# SELECTED PASSAGE:

I finally joined Facebook last week. It was when the fifth person from a different sphere of friends send me an invite that I realised it had hit that point where I was most likely missing out on something. So I signed up.
And Facebook is nice. I now have 26 friends and they can see what I’m doing (sort of); and I can see what they’re doing (sort of). And I can wonder how odd it is that my friends know so many people that I haven’t met; and wonder if they wonder who on earth are the people listed as my friends.
But I am beginning to get the same sort of feeling I started getting with LinkedIn about a month ago. At first, it’s kinda like collecting football stickers, except rather than having Gary Lineker staring out at you, it’s your old mate from university.
Like football stickers, there is lots of vaguely interesting information next to their sticker and you have a look at their CV and it’s novel. And then, after a while, you wonder what on the earth the actual point is. Someone on LinkedIn, for example, who you vaguely know and figure out where from once you’ve Googled him asks to be linked with you and so you agree because it would be an unnecessary snub to say no. And as soon as you do that, the whole point of useful exclusivity is killed. You hit 30 connections and think that’s a lot – and then you see one of your people has over 500 connections. What’s meaningful about that? Suddenly it becomes less about useful networking and more the fact that you induced someone to click a button. What is LinkedIn ever going to do for me?
And I am rapidly getting there with Facebook. Someone who I have never met in my life asked to be my friend. I left him in the friend request pile for two days while pondering what to do. In the end I found out there was a “limited profile” option and gave him that. But I feel a bit guilty about it. He’s not the only one on limited profile either. Do people know if they are limited-profile friends? Don’t you risk actually annoying your new friends? And what am I am actually doing with Facebook? Every now and again I update my status with daft comments like..
- sitting inside watching the rain and typing.
- unable to believe he put off buying a high-quality coffee-grinder for so long.
- trying to figure out how he got so much done today.
- back home at midnight, tired and a bit ill.
- going to write some interesting stuff on trains today.
And because I wrote whatever is in my head at that moment, it feels out-of-date and so I have to keep updating it. Why? Am I keeping in touch with people? Am I sharing interesting snippets that retains the bond of friendship across distances and time? Or am I just spreading tedious ditties about my life to people who really aren’t that interested? (I have noticed incidentally that other people have got stuck in a similar rut but over changing their profile photos.) I’m beginning to think that this Web2.0 stuff is terrific – but only if you’re a self-obsessed and self-conscious teenager. I’m just a bit too busy and too happy with myself not to be out of my mind with boredom over the magpie snippets of mine and others’ lives.

# INFORMATION GIVEN:
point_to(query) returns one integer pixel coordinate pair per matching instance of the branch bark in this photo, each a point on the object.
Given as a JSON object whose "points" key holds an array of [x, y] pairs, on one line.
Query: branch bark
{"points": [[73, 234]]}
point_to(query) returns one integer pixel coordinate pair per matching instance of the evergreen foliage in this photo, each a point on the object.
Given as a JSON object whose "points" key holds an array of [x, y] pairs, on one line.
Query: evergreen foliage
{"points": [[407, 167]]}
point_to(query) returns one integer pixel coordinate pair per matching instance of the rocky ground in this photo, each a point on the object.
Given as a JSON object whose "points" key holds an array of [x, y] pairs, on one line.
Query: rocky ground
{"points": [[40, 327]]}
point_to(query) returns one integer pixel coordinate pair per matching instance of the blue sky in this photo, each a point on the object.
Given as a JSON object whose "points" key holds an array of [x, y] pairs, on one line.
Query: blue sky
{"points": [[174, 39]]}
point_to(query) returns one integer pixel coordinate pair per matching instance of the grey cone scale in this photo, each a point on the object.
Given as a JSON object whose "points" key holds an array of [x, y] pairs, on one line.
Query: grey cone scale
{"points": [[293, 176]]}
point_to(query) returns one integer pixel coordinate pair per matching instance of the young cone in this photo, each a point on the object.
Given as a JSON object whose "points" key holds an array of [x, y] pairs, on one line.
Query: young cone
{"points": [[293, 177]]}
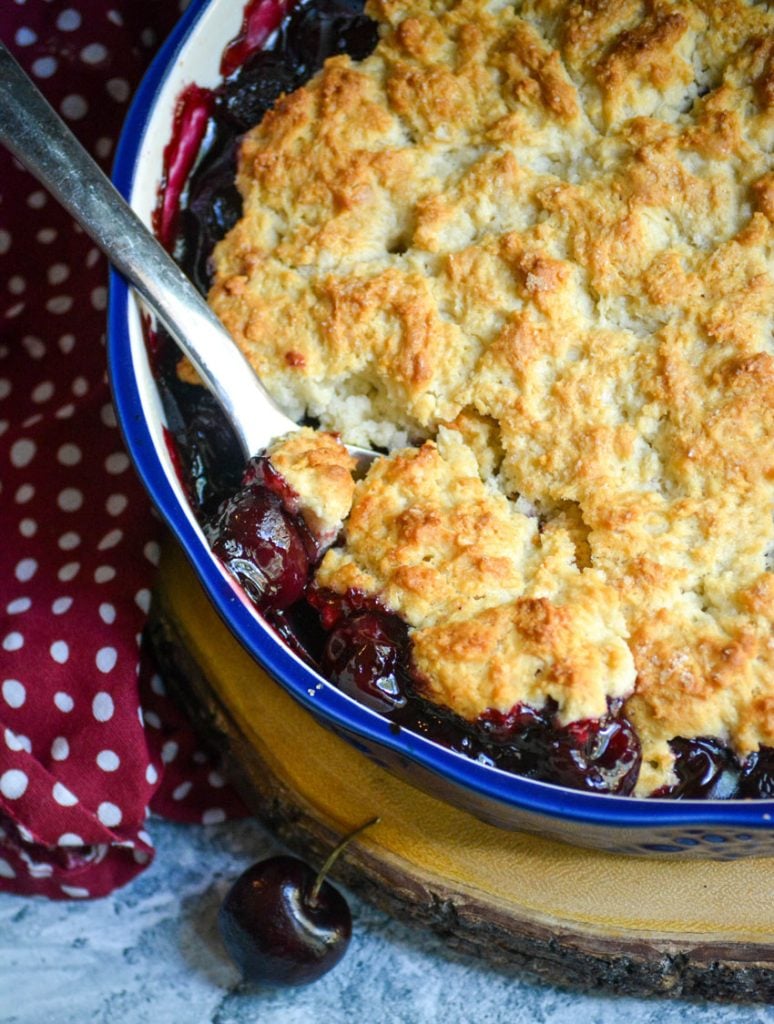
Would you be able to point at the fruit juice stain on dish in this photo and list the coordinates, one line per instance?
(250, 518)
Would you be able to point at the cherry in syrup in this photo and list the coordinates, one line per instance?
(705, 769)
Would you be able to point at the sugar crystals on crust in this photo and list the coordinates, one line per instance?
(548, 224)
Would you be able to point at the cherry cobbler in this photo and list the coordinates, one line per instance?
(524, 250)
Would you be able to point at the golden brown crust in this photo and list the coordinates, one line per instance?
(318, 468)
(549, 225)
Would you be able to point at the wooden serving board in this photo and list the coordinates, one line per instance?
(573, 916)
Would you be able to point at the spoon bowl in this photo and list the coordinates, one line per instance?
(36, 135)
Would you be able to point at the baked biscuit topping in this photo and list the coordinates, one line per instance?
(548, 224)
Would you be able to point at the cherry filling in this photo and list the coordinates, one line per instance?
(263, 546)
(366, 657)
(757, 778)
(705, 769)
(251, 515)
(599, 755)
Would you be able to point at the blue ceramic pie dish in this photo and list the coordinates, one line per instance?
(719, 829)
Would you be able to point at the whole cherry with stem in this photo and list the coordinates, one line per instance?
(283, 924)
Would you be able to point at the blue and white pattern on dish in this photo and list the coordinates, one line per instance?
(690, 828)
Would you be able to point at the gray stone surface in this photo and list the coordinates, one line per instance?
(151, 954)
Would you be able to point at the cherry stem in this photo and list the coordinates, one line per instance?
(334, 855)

* * *

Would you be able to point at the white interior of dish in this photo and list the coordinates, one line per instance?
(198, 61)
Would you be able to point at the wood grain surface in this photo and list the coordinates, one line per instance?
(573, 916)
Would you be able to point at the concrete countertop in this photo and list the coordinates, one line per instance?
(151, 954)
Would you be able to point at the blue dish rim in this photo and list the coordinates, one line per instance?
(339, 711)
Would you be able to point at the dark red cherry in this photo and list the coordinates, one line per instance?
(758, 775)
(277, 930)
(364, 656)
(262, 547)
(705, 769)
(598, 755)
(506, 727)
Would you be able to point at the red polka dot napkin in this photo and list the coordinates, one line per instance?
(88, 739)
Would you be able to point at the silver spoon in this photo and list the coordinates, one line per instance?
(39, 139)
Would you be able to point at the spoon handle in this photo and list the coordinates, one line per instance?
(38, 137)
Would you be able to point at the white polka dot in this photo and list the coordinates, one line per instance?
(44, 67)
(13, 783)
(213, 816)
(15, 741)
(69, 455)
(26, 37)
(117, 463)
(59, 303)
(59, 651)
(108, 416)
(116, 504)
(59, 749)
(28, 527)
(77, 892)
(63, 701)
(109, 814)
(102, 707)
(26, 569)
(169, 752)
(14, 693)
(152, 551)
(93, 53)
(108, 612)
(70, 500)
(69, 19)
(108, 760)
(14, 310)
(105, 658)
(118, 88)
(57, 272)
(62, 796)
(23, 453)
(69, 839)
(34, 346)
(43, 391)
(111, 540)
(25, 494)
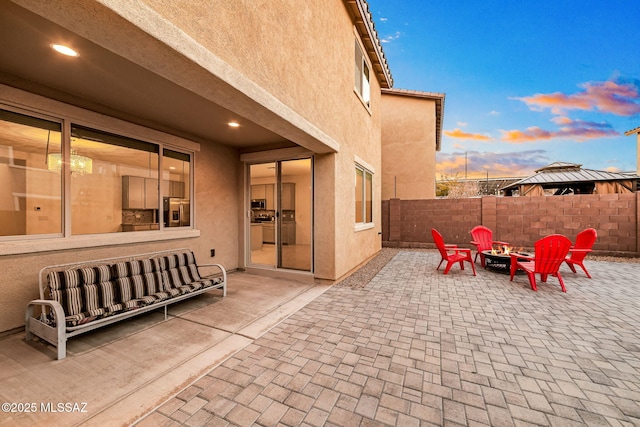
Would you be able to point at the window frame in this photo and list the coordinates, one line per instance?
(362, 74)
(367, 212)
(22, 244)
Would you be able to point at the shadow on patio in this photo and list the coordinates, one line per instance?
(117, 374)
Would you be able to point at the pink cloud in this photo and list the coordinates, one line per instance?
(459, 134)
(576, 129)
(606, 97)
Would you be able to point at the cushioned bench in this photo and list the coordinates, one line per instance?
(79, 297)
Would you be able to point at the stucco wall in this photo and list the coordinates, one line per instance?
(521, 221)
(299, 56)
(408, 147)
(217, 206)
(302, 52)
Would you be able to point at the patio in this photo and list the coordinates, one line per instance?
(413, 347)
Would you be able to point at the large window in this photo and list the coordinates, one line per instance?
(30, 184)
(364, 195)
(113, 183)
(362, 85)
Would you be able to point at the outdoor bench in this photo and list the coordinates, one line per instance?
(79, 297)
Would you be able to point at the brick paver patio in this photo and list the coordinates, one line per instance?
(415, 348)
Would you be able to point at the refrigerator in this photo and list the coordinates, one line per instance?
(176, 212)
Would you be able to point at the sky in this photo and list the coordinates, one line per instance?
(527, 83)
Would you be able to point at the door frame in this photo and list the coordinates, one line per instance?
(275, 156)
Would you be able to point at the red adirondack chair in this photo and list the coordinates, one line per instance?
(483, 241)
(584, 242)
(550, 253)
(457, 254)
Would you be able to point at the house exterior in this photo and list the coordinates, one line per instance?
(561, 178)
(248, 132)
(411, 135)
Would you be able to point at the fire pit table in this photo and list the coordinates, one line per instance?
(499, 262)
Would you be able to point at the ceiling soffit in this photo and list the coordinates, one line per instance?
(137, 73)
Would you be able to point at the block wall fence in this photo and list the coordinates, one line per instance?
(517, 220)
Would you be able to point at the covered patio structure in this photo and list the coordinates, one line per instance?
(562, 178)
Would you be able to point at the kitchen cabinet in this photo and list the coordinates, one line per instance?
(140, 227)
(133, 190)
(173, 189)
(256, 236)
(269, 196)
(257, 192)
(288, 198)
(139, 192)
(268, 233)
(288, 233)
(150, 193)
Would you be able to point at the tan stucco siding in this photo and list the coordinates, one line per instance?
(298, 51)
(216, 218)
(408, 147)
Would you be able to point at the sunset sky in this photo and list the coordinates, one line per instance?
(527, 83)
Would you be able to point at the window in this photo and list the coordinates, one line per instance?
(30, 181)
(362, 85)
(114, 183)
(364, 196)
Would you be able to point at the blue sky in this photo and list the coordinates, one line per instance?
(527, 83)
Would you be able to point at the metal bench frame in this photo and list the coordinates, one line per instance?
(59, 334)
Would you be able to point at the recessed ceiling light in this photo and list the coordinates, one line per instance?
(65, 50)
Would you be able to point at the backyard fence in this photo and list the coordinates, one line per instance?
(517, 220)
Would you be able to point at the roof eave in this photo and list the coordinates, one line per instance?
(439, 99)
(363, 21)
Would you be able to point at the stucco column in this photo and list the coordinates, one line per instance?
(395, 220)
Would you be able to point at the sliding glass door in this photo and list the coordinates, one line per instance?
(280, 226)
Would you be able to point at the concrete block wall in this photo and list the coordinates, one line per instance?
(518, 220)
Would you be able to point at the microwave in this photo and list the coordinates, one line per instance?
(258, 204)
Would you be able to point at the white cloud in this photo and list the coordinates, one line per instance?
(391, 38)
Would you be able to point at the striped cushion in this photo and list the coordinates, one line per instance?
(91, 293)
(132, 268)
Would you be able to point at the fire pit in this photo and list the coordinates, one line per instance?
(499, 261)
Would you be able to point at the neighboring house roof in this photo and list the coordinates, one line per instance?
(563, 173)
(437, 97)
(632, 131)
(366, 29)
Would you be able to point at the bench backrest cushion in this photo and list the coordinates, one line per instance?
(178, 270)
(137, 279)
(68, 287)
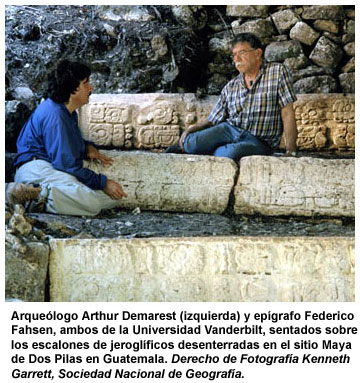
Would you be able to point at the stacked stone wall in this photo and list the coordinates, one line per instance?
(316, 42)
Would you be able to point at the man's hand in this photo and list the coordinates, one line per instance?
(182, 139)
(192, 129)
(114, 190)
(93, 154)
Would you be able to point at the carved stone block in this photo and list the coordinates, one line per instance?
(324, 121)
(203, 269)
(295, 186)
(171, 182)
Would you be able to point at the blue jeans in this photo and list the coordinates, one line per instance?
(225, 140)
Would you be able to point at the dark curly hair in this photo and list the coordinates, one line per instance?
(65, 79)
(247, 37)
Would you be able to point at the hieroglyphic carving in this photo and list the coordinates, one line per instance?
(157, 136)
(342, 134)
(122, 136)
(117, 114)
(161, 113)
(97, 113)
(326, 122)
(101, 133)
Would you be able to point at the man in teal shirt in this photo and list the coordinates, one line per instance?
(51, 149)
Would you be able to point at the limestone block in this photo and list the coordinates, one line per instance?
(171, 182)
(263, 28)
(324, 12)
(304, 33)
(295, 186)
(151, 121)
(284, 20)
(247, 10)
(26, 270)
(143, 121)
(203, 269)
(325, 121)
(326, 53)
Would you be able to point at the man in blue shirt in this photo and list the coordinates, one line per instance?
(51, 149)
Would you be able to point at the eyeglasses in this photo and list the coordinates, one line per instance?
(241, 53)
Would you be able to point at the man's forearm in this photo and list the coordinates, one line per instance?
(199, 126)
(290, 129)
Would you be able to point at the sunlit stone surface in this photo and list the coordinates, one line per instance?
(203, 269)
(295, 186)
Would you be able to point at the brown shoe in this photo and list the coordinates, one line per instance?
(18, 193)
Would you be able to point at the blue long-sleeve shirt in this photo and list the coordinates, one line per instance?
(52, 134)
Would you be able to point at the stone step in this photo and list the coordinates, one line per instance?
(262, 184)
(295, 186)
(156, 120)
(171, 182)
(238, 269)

# THE PROBLEM:
Pick up the piece about joining Facebook and LinkedIn after its final sentence and keep writing it.

# EXPECTED ANSWER:
What’s worse is that I fear I might start mistaking reading a friend’s “wall” as being in touch with them. I’m bad enough as it is keeping in touch with people. I have always consistently forgotten to call people occasionally for my whole life. Facebook risks making that worse. I can imagine spending years never actually communicating directly with someone and happily maintaining the delusion that we are still close while in fact their marriage is on the rocks, or they have become a totally different person to the one I allow myself to pretend they are.
I think 26 friends is too many and was thinking of culling a few (fuck it – why not?). And then I saw a poll of other Facebook users. In fact I took a screengrab which I’ll stick below. The question asked how many “friends” people had on Facebook. There were 1,000 responses, at which point the poll was closed. Unbelievably, 19 percent had over 400. Four hundred! I don’t think I’ve even spoken to 400 people in my life – and I’m a bloody journalist. Then, 28 percent had 200-399 and another 28 percent 100-199. Only 11 percent it seems were as anti-sociable as me with 0-49 friends.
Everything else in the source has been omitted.